==== Brano da leggere ====

CIE di Ponte Galeria
14 maggio. In concomitanza con le deportazioni dal CIE di Torino, anche nel CIE romano avviene una deportazione di 40
recluse nigeriane, tutte portate via con la forza, ma una di loro è riuscita a non farsi caricare sul furgone diretto a
Fiumicino. Oltre le deportazioni anche le incarcerazioni, tre recluse son state arrestate.
16 maggio. Un marocchino di 35 anni si cuce la bocca per protesta. L’uomo è stato poi convinto a farsi rimuovere il filo
dagli infermieri. Un altro recluso è in sciopero della fame e della sete da otto giorni e viene portato in ospedale solo
dopo le proteste dei suoi compagni di sezione.

==== Righe del dataset ====

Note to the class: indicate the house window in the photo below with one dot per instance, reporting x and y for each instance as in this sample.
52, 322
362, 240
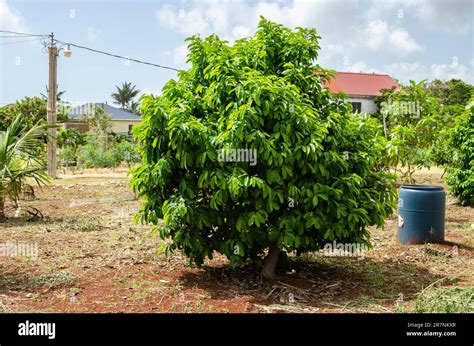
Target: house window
356, 107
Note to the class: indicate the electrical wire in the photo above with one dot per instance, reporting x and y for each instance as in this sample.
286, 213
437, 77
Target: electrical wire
21, 33
14, 42
118, 56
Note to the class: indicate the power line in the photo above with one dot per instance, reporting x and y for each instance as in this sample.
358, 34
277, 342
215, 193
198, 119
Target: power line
119, 56
14, 42
21, 33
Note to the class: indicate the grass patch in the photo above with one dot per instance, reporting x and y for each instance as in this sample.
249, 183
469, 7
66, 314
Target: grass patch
85, 224
448, 300
30, 282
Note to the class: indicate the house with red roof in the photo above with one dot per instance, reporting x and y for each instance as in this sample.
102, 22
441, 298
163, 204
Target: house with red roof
362, 88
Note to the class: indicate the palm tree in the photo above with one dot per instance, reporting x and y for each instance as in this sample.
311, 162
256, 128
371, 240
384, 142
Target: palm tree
125, 95
58, 95
20, 160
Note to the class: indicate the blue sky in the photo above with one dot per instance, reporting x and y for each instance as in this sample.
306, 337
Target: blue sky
411, 39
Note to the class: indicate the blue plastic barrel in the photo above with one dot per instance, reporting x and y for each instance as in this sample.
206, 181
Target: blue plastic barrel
421, 213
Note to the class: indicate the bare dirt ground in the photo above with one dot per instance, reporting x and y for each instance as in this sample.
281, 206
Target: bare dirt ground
93, 258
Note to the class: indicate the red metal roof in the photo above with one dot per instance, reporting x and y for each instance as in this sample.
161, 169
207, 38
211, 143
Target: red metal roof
360, 84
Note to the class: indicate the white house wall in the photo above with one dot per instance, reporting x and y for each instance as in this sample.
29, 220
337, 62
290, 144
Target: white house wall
367, 105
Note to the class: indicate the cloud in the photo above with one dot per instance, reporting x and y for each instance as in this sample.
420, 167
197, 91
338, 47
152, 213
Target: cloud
405, 71
179, 55
92, 33
369, 36
11, 19
451, 16
379, 37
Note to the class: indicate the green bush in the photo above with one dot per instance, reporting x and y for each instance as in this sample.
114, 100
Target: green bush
92, 156
446, 300
103, 153
317, 177
127, 152
461, 168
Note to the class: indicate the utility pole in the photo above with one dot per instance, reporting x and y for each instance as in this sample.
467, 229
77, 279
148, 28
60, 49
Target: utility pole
52, 118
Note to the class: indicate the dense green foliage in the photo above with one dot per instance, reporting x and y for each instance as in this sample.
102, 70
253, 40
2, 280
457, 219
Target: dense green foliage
31, 109
124, 97
418, 127
461, 167
20, 159
318, 175
452, 92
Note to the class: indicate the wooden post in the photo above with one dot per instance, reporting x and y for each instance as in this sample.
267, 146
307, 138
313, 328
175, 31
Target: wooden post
53, 55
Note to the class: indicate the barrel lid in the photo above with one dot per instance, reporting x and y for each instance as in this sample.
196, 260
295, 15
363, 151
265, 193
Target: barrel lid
422, 187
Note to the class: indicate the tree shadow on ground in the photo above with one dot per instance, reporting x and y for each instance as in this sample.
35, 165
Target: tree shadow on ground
317, 283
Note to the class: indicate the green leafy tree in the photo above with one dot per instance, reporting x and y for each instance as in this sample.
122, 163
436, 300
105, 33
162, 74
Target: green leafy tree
313, 172
20, 160
461, 168
452, 92
70, 141
31, 109
124, 96
99, 122
412, 124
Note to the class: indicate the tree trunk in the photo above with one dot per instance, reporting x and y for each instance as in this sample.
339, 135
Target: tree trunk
270, 262
2, 209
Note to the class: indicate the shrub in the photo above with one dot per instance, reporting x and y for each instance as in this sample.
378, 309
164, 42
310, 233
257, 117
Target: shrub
317, 177
127, 152
461, 168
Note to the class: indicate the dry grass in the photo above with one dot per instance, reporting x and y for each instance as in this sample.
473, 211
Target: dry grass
92, 258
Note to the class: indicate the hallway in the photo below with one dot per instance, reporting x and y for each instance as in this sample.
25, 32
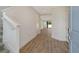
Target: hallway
43, 43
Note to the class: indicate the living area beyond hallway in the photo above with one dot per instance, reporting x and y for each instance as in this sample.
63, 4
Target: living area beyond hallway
43, 43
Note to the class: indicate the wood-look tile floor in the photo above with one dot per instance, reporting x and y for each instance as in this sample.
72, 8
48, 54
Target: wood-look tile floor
43, 43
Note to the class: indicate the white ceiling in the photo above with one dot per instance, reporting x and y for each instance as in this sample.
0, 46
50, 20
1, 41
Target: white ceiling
43, 9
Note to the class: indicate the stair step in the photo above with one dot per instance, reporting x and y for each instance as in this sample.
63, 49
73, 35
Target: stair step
4, 51
1, 46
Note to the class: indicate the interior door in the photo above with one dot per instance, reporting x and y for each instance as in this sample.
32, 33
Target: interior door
74, 37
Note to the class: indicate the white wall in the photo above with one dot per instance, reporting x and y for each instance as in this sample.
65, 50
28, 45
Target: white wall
44, 19
60, 23
29, 21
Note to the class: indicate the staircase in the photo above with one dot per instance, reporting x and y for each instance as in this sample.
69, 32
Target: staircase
2, 48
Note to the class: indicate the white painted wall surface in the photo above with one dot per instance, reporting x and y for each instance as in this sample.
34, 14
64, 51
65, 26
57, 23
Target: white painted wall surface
60, 23
29, 21
10, 36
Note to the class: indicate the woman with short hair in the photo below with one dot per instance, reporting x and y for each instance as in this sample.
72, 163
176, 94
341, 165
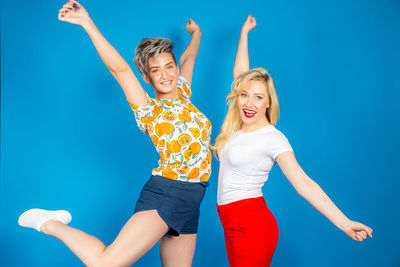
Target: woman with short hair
168, 207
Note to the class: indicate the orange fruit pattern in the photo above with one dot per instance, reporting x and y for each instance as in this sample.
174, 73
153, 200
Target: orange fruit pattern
169, 116
180, 133
184, 139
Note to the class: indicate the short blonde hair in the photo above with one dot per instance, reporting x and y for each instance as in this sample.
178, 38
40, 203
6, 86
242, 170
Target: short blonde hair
232, 120
148, 48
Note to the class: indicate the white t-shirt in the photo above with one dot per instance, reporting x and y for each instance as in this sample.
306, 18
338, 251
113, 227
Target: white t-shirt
245, 162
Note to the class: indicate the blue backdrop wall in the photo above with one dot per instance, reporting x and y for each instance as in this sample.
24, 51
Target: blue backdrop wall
69, 139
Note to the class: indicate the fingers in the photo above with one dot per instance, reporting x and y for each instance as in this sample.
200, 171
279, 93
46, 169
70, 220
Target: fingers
367, 230
358, 237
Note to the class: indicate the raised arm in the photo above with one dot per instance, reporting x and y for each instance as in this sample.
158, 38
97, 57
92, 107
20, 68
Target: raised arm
242, 55
188, 57
75, 13
313, 193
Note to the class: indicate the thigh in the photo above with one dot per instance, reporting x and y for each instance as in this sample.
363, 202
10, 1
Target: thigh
250, 237
142, 231
177, 251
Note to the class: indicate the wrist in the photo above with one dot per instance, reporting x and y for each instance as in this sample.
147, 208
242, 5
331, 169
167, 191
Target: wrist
344, 224
87, 23
196, 33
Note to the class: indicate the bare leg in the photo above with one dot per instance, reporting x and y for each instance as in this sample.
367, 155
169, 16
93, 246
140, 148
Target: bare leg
177, 251
139, 234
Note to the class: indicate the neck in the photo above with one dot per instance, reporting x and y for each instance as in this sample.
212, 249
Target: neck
246, 128
170, 95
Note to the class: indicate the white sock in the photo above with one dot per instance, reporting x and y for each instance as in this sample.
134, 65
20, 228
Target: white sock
34, 218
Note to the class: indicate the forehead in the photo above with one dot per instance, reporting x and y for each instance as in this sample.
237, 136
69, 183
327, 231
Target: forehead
161, 59
255, 87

====

→ **Compito 1**: Secondo il brano, da quanti giorni era in sciopero della fame e della sete il recluso portato in ospedale il 16 maggio?
→ **Compito 2**: Copia senza modifiche il passo del brano che va da "CIE di Ponte" fino a "compagni di sezione." compreso.
Per favore, basati soltanto sul brano.

→ **Soluzione esercizio 1**: Da otto giorni.

→ **Soluzione esercizio 2**:
CIE di Ponte Galeria
14 maggio. In concomitanza con le deportazioni dal CIE di Torino, anche nel CIE romano avviene una deportazione di 40
recluse nigeriane, tutte portate via con la forza, ma una di loro è riuscita a non farsi caricare sul furgone diretto a
Fiumicino. Oltre le deportazioni anche le incarcerazioni, tre recluse son state arrestate.
16 maggio. Un marocchino di 35 anni si cuce la bocca per protesta. L’uomo è stato poi convinto a farsi rimuovere il filo
dagli infermieri. Un altro recluso è in sciopero della fame e della sete da otto giorni e viene portato in ospedale solo
dopo le proteste dei suoi compagni di sezione.